La couleur de peau n’a pas d’importance. On est dans un système de rencontres qui permet de faire naître quelque chose. Que je sois blanche, violette ou noire, j’arrive à faire partager mes idées et je fais un film. Quand j’ai fait un film à la maison d’arrêt de la santé, j’avais l’impression d’être aussi étrangère, dans cette institution carcérale, que je peux l’être - ou ne pas l’être ! - à Abidjan. La couleur de la peau finit par s’effacer lorsque l’on voit que le projet est approprié par les autres. Cela devient comme une famille. Les occidentaux, les autres africains partagent un projet. Quelle couleur a ce projet, je n’en sais rien ! C’est un projet construit par des gens qui viennent du Canada, de France, d’Afrique de l’Est, d’Afrique de l’Ouest. C’est un projet hybride. Je pense que la question "Noir ou Blanc" va de moins en moins se poser. L’avenir du cinéma sera dans l’hybridation des choses. On n’aura plus à se poser la question : "est-ce que je suis Blanche chez les Noirs ou est-ce que lui, est Noir chez les Blancs". Il est vrai qu’il y a moins de cinéastes noirs qui filment la société occidentale que l’inverse. Mais personne n’a jamais mis une kalachnikov sur la tête d’un cinéaste africain pour l’empêcher de filmer une famille de Blancs ! Ce sont des choix, ou des désirs. Pour ma part, j’ai toujours eu le désir de me déplacer. Cela ne m’intéresse pas de me filmer moi-même ou de filmer ce qui m’entoure, ce que je connais depuis toujours. J’ai besoin de me déplacer pour avoir envie de filmer, de sortir ma caméra et cadrer. Si c’est onanique, je n’ai plus de désir ! Filmer le milieu des intellos blancs, cela ne m’intéresse pas. Je comprends qu’il y ait des cinéastes qui aient envie de cela, mais moi, cela ne m’intéresse pas.

★ ★ ★ ★ ★

**CONSIGNE A:** Dans l'extrait sur le cinéma, d'où viennent les gens qui construisent le projet ? Citez toutes les provenances indiquées.
L'extrait et les entrées ont des sources différentes.

**DONNÉES FOURNIES:**
★ ★ ★ ★ ★

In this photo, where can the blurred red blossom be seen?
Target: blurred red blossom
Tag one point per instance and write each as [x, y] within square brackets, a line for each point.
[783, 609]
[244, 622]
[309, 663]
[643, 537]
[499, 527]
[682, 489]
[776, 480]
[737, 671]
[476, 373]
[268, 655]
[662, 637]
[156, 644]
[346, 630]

★ ★ ★ ★ ★

**CONSIGNE B:** Reformulez les entrées en un CSV à deux colonnes, « requete » et « reponse », avec une ligne par entrée. Mettez la requête et sa réponse chacune dans un seul champ entre guillemets, en remplaçant les sauts de ligne par des espaces.

**CORRIGÉ A:** Canada, France, Afrique de l'Est, Afrique de l'Ouest

**CORRIGÉ B:**
requete,reponse
"In this photo, where can the blurred red blossom be seen? Target: blurred red blossom Tag one point per instance and write each as [x, y] within square brackets, a line for each point.","[783, 609] [244, 622] [309, 663] [643, 537] [499, 527] [682, 489] [776, 480] [737, 671] [476, 373] [268, 655] [662, 637] [156, 644] [346, 630]"